### Quoted passage

This is Phil McKay talking to you from my new desk at the Canadian Wind Energy Association (CanWEA). It is a thrill to be here and part of this committed team, working to advance the wind industry in Canada in a sustainable, creative and passionate way.
As the director of the new operations and maintenance program I have the challenge of defining some of the significant obstacles in the 7th largest wind turbine fleet distributed across the 2nd largest country in the world.
My route here has not been as direct as it could have been. I have found myself immersed in news headlines that started as polar opposites and have gradually been drawn together. Having been trained as a mechanical engineer at the University of Windsor I followed the migration of my peers into the Detroit area to make my mark on the automotive industry. My primary passion; electric vehicles (EVs).
I recall a canoe trip to Algonquin Park in high school where I decided that there were some places in the world that were worth protecting. It didn’t take much research to find out that there is no controlled border between densely populated areas where people come first and some of the most pristine spaces on the planet where people are foreigners. Everything is connected and so the cleanup must happen everywhere.
My contribution to the cleanup effort overlapped with my passion for cars and this is where I plugged in.
One of my first projects had me behind the wheel of a 500+ hp Mustang which was a dream for a new grad and I was happy to pay my dues to get on the very niche EV programs. A few years in I was offered the chance at a Master’s degree in wind energy where I focused my time on group dynamics of wind turbines in partnership with a local wind farm. This time, followed by a stint at the Wind Energy Institute of Canada, had me fully immersed in both the auto and wind sectors.
After a few more years in Detroit I was watching the news stories start to merge. Electrification, smart grids, renewables, level 3 car chargers, Google builds a car and buys a wind farm, it was all coming together. Champions of the electric vehicle revolution were rising up, climate change objectives were transforming government policies. On top of it all, I finally had my shot at designing a few electric cars that were going to change the North American culture.

######

Task details ▸ According to the text about Phil McKay's career, at which university did he train as a mechanical engineer?

### Material provided

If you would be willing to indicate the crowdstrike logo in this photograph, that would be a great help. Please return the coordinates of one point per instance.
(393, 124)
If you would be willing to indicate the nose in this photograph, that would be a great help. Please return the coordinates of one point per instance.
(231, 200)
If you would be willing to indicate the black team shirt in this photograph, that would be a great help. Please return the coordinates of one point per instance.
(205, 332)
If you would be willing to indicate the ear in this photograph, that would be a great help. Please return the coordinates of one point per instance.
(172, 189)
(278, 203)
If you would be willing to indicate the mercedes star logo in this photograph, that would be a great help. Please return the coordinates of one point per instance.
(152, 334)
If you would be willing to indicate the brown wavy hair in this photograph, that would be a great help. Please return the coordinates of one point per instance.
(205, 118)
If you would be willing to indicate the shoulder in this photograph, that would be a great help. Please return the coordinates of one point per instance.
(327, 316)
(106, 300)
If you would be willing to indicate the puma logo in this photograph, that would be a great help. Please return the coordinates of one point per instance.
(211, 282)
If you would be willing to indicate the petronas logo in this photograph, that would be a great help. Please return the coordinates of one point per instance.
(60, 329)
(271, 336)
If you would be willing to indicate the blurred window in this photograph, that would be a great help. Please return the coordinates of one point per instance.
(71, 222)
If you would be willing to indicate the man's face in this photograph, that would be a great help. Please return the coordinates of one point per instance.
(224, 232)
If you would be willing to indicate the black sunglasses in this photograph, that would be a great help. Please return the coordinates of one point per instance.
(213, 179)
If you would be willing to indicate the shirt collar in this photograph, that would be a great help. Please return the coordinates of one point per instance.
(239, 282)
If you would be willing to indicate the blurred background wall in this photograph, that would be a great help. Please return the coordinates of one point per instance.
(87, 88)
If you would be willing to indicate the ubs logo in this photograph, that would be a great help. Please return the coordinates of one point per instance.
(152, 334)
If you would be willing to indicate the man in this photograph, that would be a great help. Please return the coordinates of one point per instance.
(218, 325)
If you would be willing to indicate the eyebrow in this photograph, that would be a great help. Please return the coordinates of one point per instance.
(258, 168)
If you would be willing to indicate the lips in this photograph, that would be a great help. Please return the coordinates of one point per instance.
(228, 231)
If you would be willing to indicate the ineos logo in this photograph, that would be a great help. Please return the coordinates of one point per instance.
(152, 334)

######

Full answer ▸ The University of Windsor